PAGE TEXT →
* * * * * * *

Paramount's history dates back to 1912, when Adolph Zukor, the owner of a New York nickelodeon founded  the Famous Players Film Company. A year later, Zukor invested in a film distribution company named Paramount Pictures. The groundbreaking four-reel feature in a time when two reels was the norm propelled Zukor's Famous Players Film Company to great heights, and in the process, transformed the business of entertainment forever. This would be the beginning of Paramount Pictures. Inspired by Zukor's success, Jesse L. Lasky soon teamed with director Cecil B. DeMille to make a film version of the successful stage play The Squaw Man. It was the first feature-length film actually made in Hollywood, and marked the beginning of the Jesse L. Lasky Feature Play Company.

Move To Hollywood

The plan was to shoot the feature film in New Jersey near the new company's headquarters, but it was winter and not the ideal setting for a Western saga. DeMille, who was looking for an adventure, persuaded Lasky to let him take production to Flagstaff, Arizona, but when they arrived, it was snowing.  DeMille continued on to California and rented a barn, from Jacob Stern,  on Vine Street near Sunset Blvd.  On December 29, 1913, shooting began on the first full-length feature film  made in Hollywood, called “The Squaw Man.”


Paramount Pictures

June 28, 1916, Paramount's history was changed forever.  The Jesse L. Lasky Company, which was producing films in Hollywood, merged with Famous Players to form the Famous Players-Lasky Corporation.  The corporation consolidated and audiences began seeing the iconic "Paramount Pictures" label. 

It wasn't long before Hollywood became the movie capitol of the world.  In 1921 Rudolph Valentino claimed his place as one of cinema's most iconic heartthrobs in the silent film The Sheik.  At the time, The Sheik was deemed amoral, but the throngs of female admirers swooning over Valentino quickly overshadowed the criticism and his untimely death from appendicitis earned him a place in film history.

Cecil B. DeMille made The Ten Commandments twice, first in 1923 (silent B/W) and then in 1956. The latter version was his biggest, most star-studded, and final film.

* * * * * * *

(Stored entries)
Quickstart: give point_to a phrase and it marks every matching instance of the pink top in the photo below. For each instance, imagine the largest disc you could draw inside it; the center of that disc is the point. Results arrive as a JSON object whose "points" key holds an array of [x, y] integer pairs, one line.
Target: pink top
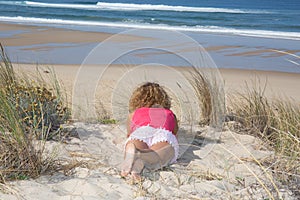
{"points": [[154, 117]]}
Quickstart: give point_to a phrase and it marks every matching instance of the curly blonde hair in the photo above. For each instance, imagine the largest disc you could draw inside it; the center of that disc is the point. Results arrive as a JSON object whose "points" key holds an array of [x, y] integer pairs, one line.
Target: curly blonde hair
{"points": [[148, 95]]}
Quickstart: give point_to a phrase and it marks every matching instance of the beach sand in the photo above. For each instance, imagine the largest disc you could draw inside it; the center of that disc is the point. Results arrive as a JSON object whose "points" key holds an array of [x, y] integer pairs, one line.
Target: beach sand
{"points": [[211, 166]]}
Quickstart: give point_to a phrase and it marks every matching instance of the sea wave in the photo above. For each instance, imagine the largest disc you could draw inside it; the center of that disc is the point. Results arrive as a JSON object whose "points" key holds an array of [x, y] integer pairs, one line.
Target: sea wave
{"points": [[134, 7], [131, 6], [203, 29]]}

* * * * * * *

GOALS →
a) Summarize the passage on Paramount's history in two sentences.
b) Write the next part of the passage on Paramount's history, continuing from its last sentence.

TASK RESPONSES →
a) Paramount's history begins in 1912, when nickelodeon owner Adolph Zukor founded the Famous Players Film Company, and Jesse L. Lasky then teamed with Cecil B. DeMille to make The Squaw Man, the first feature-length film made in Hollywood, shot in a rented barn on Vine Street. In 1916 the Lasky company merged with Famous Players to form the Famous Players-Lasky Corporation under the "Paramount Pictures" label, and Hollywood soon became the movie capital of the world, with films such as Rudolph Valentino's The Sheik and DeMille's two versions of The Ten Commandments.

b)
New Hollywood Studio

With the merger of the Jesse L. Lasky Company and Famous Players, the studio needed larger quarters. Jesse Lasky supervised the construction of a new Hollywood studio on a 26-acre lot  on Marathon Street.  In 1927, the company moved from their old studios on Vine Street to the Marathon Street lot.  The Studio's 1927 release of Wings had groundbreaking aerial footage, and received the very first Academy Award for Best Picture from the members of the Academy of Motion Picture Arts and Sciences.   

Despite the conflicts of World War II, the forties brought Hollywood unprecedented prosperity.  Paramount concentrated on films of the escapist variety, including many war type films.In addition to its commercial success, the forties proved to be a time of critical acclaim for Paramount films.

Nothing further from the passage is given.